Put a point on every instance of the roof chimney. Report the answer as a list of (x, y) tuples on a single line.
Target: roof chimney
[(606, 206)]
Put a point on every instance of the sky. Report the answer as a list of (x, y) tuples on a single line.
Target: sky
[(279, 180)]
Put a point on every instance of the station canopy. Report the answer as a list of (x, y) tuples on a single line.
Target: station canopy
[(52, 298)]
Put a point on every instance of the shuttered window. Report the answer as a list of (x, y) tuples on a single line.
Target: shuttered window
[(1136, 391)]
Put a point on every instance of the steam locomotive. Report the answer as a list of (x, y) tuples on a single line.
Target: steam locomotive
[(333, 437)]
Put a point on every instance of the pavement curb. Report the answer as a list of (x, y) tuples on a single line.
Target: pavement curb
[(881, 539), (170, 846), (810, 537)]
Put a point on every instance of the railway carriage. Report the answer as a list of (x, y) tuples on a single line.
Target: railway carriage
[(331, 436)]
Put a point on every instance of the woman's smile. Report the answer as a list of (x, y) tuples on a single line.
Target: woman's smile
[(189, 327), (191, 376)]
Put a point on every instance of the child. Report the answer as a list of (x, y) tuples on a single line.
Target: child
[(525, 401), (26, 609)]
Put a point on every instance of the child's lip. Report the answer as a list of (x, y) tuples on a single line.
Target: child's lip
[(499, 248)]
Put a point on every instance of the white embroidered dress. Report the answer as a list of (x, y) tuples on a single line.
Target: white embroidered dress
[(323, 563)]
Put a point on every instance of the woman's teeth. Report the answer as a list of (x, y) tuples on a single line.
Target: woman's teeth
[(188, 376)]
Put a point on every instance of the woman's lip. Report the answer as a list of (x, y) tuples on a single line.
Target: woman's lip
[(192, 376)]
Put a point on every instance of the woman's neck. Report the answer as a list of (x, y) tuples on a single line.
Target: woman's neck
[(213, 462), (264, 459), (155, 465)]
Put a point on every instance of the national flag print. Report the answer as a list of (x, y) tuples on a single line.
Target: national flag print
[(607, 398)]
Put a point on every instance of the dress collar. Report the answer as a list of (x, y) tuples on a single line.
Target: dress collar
——
Task: Copy out the whole listing above, swapping "woman's" for "lady's" every time it appears and leaving everything else unchanged.

Expected answer:
Put a point on every instance of the roof chimney. Report the answer as a list of (x, y) tuples on a single line.
Target: roof chimney
[(606, 206)]
Put a point on every instance of the sky. Report the answer as a list of (x, y) tuples on a single line.
Target: sky
[(279, 180)]
Put a point on every instance of the station canopy. Report the answer as a list of (x, y) tuples on a single line.
Target: station canopy
[(52, 298)]
Put a point on every instance of the shuttered window. Report the answer as a list of (x, y) tuples on a single line.
Target: shuttered window
[(1136, 391)]
Put a point on every instance of the steam locomotive. Report the answer as a list of (x, y) tuples on a single line.
Target: steam locomotive
[(333, 437)]
Put a point on every instance of the pavement curb. Report the answer as a list of (x, y) tuples on a single line.
Target: pavement curb
[(881, 539), (170, 846), (810, 537)]
Put a point on every instance of the railway carriage. Report the answer as a list of (x, y) tuples on a single line.
Target: railway carriage
[(331, 436)]
Put a point on every instance of the lady's smile. Report the answer as a list of (x, y) tuples on a single line.
Target: lady's smile
[(189, 327), (191, 376)]
Put a point on every instance of the child. Report the answer as a list of (x, y) tuples on a single line.
Target: child
[(525, 401), (26, 609)]
Put a point on every instance of the child's lip. Report the answer as a list of (x, y) tuples on a single line.
Target: child's lip
[(499, 248)]
Put a point on every instance of the white embroidered dress. Report the answer as a list of (x, y) tuples on a single line.
Target: white embroidered dress
[(323, 563)]
Put a point on every instance of the lady's teeth. Report the answer as a list of (x, y) tuples on a single line.
Target: lady's teeth
[(188, 376)]
Put a point on every instance of the lady's lip. Report the answer as a list of (x, y) tuples on a single line.
Target: lady's lip
[(192, 376)]
Put a point on every instance of the lady's neck. Report the answer as a list of (x, y) tuples on a single line.
Target: lady's neck
[(213, 462), (264, 459), (155, 465)]
Put a point on every instance of the national flag print. Report the answer as a list of (x, y) tuples on a single line.
Target: national flag print
[(607, 398)]
Put a point on every instance of the dress collar. Report the answer as a list of (x, y) tuples on a single line.
Target: dress collar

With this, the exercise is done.